— start Entries shown —

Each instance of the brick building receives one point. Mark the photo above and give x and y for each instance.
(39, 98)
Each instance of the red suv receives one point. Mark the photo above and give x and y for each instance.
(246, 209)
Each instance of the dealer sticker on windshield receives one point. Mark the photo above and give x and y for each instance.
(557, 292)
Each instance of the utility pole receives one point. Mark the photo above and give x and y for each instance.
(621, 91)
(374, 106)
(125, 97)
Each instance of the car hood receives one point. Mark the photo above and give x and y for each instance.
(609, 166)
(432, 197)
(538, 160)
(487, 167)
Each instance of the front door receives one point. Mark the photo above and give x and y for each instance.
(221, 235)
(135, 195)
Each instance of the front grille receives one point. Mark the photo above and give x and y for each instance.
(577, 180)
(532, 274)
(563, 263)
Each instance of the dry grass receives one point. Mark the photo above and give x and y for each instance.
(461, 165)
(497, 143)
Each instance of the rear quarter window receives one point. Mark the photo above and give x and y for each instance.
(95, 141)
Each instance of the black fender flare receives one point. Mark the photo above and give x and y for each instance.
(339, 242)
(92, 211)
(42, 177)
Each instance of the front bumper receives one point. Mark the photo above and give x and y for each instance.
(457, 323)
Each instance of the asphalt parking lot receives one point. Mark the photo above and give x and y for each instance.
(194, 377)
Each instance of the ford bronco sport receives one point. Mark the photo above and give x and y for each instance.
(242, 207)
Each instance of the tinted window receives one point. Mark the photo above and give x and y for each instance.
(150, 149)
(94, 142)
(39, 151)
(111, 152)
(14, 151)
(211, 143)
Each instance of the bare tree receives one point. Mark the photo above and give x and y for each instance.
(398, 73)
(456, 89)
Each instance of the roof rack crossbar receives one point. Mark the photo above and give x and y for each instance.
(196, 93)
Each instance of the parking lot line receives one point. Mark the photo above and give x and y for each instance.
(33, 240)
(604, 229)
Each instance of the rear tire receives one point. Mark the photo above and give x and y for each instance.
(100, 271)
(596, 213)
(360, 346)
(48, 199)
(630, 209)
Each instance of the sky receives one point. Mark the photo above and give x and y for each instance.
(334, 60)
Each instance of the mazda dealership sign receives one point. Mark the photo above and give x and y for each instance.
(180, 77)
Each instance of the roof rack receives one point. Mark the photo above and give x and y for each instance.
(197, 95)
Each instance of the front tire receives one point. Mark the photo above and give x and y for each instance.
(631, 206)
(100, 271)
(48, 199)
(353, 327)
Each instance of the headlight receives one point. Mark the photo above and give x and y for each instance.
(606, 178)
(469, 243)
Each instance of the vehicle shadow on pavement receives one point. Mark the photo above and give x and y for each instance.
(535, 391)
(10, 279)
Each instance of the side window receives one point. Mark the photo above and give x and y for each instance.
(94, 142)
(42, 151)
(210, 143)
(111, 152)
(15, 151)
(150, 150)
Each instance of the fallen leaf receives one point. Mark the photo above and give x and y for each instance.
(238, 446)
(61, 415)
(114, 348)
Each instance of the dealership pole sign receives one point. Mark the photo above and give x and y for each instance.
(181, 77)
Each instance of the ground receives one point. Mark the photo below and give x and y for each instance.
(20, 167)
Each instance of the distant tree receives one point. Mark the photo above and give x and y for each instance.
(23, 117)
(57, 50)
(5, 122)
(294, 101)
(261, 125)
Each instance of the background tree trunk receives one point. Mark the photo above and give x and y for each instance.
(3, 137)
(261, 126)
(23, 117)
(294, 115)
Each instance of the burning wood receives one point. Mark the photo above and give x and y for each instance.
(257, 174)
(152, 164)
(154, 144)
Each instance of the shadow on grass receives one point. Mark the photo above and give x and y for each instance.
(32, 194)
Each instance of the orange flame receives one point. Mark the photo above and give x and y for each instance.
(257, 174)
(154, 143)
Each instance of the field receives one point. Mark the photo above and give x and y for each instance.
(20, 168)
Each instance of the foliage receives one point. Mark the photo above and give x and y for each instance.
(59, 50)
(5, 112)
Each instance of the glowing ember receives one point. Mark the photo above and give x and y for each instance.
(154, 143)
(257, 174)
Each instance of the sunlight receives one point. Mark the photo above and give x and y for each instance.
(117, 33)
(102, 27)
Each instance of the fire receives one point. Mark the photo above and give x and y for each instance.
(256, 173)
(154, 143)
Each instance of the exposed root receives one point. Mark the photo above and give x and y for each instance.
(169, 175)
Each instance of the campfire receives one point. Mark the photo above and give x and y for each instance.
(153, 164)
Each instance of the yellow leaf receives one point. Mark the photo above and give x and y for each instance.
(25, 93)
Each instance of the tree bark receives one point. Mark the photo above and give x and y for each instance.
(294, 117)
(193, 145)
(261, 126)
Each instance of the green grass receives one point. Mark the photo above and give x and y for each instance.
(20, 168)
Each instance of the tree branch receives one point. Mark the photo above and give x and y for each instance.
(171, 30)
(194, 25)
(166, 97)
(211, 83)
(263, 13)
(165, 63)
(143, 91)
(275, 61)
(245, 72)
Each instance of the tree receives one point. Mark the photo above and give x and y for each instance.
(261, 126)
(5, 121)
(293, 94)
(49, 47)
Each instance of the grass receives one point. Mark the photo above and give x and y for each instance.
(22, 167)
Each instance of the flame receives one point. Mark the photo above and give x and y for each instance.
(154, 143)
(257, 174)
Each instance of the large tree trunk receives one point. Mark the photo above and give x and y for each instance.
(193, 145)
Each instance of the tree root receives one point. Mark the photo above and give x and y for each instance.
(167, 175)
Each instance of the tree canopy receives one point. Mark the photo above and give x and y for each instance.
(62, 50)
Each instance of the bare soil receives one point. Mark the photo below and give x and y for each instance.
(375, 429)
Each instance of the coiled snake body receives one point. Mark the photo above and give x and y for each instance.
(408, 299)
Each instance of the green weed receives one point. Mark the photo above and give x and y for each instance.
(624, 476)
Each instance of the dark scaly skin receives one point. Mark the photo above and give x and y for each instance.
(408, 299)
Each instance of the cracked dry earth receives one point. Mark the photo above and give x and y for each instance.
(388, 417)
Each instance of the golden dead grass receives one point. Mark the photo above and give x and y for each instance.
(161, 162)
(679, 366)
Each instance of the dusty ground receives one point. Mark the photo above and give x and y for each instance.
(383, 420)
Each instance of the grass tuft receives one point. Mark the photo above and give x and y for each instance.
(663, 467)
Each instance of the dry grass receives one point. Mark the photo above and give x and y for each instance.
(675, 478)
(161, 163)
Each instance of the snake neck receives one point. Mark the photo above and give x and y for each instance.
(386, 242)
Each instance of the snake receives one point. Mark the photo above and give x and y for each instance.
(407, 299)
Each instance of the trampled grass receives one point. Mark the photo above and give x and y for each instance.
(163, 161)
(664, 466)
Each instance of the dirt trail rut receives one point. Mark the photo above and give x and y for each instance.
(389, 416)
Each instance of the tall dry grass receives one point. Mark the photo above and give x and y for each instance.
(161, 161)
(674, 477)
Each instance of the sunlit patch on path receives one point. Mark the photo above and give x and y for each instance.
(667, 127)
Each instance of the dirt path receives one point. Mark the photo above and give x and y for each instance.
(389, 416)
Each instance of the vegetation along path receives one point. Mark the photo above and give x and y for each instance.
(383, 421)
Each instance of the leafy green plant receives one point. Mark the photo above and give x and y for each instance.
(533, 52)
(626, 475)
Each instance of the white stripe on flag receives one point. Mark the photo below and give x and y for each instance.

— end Entries shown —

(Written instruction):
Copy all of the records above word for word, in their original order and with each on its own line.

(Task result):
Each instance of the brick building receives one point. Mark the photo above and give x and y for each instance.
(39, 98)
Each instance of the red suv receives one point. Mark the photo above and give x and y for each instance.
(246, 209)
Each instance of the dealer sticker on windshield receives one point. Mark the photo above and give x and y for each instance.
(557, 292)
Each instance of the utility pole receives one point. Mark the photo above and give x and y for each instance.
(621, 91)
(374, 106)
(125, 97)
Each instance of the car hood receives one point. Mark the photo above and give x and y for each instance.
(609, 166)
(432, 197)
(538, 160)
(487, 167)
Each instance of the front door receives one point. Mark the photo above and give x and y for each instance.
(221, 235)
(135, 195)
Each instance of the front grille receives one point. Mark the photo above and give x and y for each instance.
(577, 180)
(532, 274)
(563, 263)
Each instance of the dry grass receives one point. Mark the photo above and give x and y for each instance.
(461, 165)
(497, 143)
Each instance of the rear quarter window receives one point. Mark the photo above and give x and y for each instance.
(95, 141)
Each instance of the black fender flare receives one point. Mark the photo above and give x and y for each instance.
(339, 242)
(92, 211)
(42, 177)
Each instance of the front bumper receives one point. Mark the photo above and give x and y for each instance.
(457, 323)
Each instance of the asphalt parking lot receives one point. Mark the photo above and give x and y for each instance.
(194, 377)
Each instance of the ford bronco sport receives one point. Mark the photo above and give x and y for each instance.
(242, 207)
Each instance of the tinted window receives one point. Mark the photo above and give x and y for each instance.
(150, 149)
(94, 142)
(39, 151)
(111, 152)
(14, 151)
(211, 143)
Each instance of the bare tree receives one point. Mark the photo above and give x and y for each instance.
(398, 73)
(456, 89)
Each instance of the roof rack crossbar receives one point. Mark the photo above and give x and y for each instance.
(196, 93)
Each instance of the parking lot line receives one point. Mark the photo above and give x and y for each instance.
(33, 240)
(604, 229)
Each instance of the rear tire receives one point. Mark the photo above and give x and y for each instance.
(100, 271)
(596, 213)
(360, 346)
(48, 199)
(630, 209)
Each instance of the sky receives one point. Mark the photo above and give x and y for each instance.
(334, 60)
Each instance of the mazda dealership sign receives one point. Mark the photo above and give x and y for each instance.
(180, 77)
Each instance of the roof rack receives one point. Mark the photo above and give x and y for each instance.
(197, 95)
Each instance of the front tire receives one point. Mark the photo above and give x and y for each instance.
(631, 206)
(100, 271)
(48, 199)
(353, 327)
Each instance of the headlight receives one point. Mark the photo above and give x and y for each instance.
(606, 178)
(469, 243)
Each instance of the vehicle shadow on pavement receives one point. Mark the photo above and give x and y for each instance.
(535, 391)
(10, 279)
Each instance of the side window receives one point. Mark the photo above and give x and y for each instance.
(94, 142)
(42, 151)
(210, 143)
(111, 152)
(15, 151)
(150, 150)
Each instance of the fallen leaf receives one point. Mark the photo above and give x and y for each instance.
(238, 446)
(61, 415)
(114, 348)
Each instance of the dealership pole sign receives one point. Mark the photo above and give x and y for each instance.
(181, 77)
Each instance of the ground receives one point. Mark the photo below and give x and y for each instance.
(20, 167)
Each instance of the distant tree receives one point. Mark the photo above and give x and y for each instance.
(23, 117)
(57, 50)
(5, 122)
(294, 101)
(261, 125)
Each instance of the background tree trunk receives one point. Mark the photo above and give x and y for each instance.
(3, 137)
(261, 126)
(23, 117)
(294, 115)
Each instance of the burning wood receives one point. Mark the photo above and give x and y for each instance.
(257, 174)
(152, 164)
(154, 144)
Each instance of the shadow on grass receives one point. Mark the photo above and give x and y for each instance.
(32, 194)
Each instance of the orange flame receives one point. Mark the photo above and give x and y for each instance.
(257, 174)
(154, 143)
Each instance of the field receives one point. Mark the photo above and give x and y for each instance.
(20, 168)
Each instance of the foliage receives one point. Mark the photo above and give x and y for each instance.
(59, 50)
(5, 112)
Each instance of the glowing ember receives one point. Mark the photo above and give x and y for each instance.
(154, 143)
(257, 174)
Each instance of the sunlight receives one point. Mark the photo above and give x and y for each instance.
(117, 33)
(102, 27)
Each instance of the fire receives one point. Mark the photo above and give x and y for each instance.
(256, 173)
(154, 143)
Each instance of the exposed root receives one point. Mark the photo above and give x and y for each instance.
(169, 175)
Each instance of the campfire receives one point. Mark the photo above and give x and y for each instance.
(153, 164)
Each instance of the yellow leaf receives one point. Mark the photo above and give x and y for each instance.
(25, 93)
Each instance of the tree bark receives one point. Mark the photo above and give x and y for each instance.
(294, 117)
(193, 145)
(261, 126)
Each instance of the green grass receives one point. Mark the photo above and give x and y for each instance.
(20, 168)
Each instance of the tree branch receives one point. Mark the photo above and give x and y for each instance.
(171, 30)
(194, 25)
(166, 97)
(211, 83)
(263, 13)
(165, 63)
(143, 91)
(275, 61)
(245, 72)
Each instance of the tree receives one point. Mark the photo above and give x and y for each instance.
(261, 126)
(5, 121)
(293, 94)
(49, 47)
Each instance of the grass receives one point. Mark the photo above and give x and y for each instance.
(22, 167)
Each instance of the flame receives one point. Mark the photo above and give x and y for each instance.
(154, 143)
(257, 174)
Each instance of the large tree trunk receives one point. Mark the photo above and give x and y for each instance.
(193, 145)
Each instance of the tree root receives one point. Mark the photo above and give x and y for each instance.
(167, 175)
Each instance of the tree canopy receives one point. Mark the photo above and give x and y for each instance.
(62, 50)
Each instance of the bare soil receives one point. Mark the photo below and give x and y for each instance.
(375, 429)
Each instance of the coiled snake body receives one point. Mark the photo above and give x and y for each instance.
(408, 299)
Each instance of the green weed receives one point. Mark the photo above and give x and y for each instance.
(624, 476)
Each instance of the dark scaly skin receives one point. Mark the photo above and give x and y for each instance.
(408, 299)
Each instance of the cracked dry earth receives one point. Mark the photo above and give x and y for each instance.
(388, 417)
Each instance of the golden dead grass receives one point. Mark the photo above and give x and y for each instance.
(161, 162)
(679, 366)
Each instance of the dusty ground receives one point. Mark the photo above and give x and y for each instance.
(383, 420)
Each instance of the grass tuft receives one point. Mark the photo above and give x and y for each instance.
(663, 467)
Each instance of the dry grass receives one point. Mark the photo above and give x and y for each instance.
(675, 478)
(161, 163)
Each instance of the snake neck receives one point. Mark the photo above and give x and y for each instance.
(386, 242)
Each instance of the snake receives one point. Mark the photo above and give x and y for each instance.
(407, 299)
Each instance of the trampled grass receives one point. Mark the photo above and give x and y for each instance.
(163, 161)
(664, 466)
Each instance of the dirt trail rut receives one point. Mark the photo above and give x and y for each instance.
(389, 416)
Each instance of the tall dry grass receives one point. Mark the photo above and give x and y for each instance.
(161, 161)
(674, 477)
Each instance of the sunlit patch on path receives one point. Mark the photo above and give x and y for each instance.
(667, 127)
Each instance of the dirt path receives one point. Mark the photo above and give x and y for each instance.
(389, 416)
Each instance of the vegetation along path receives one point. Mark the photo above and give x and y for each instance.
(383, 421)
Each instance of the leafy green plant receives one point. Mark the photo above and give x and y for each instance.
(533, 52)
(626, 475)
Each instance of the white stripe on flag receives one point. Mark the photo below and give x and y for each instance.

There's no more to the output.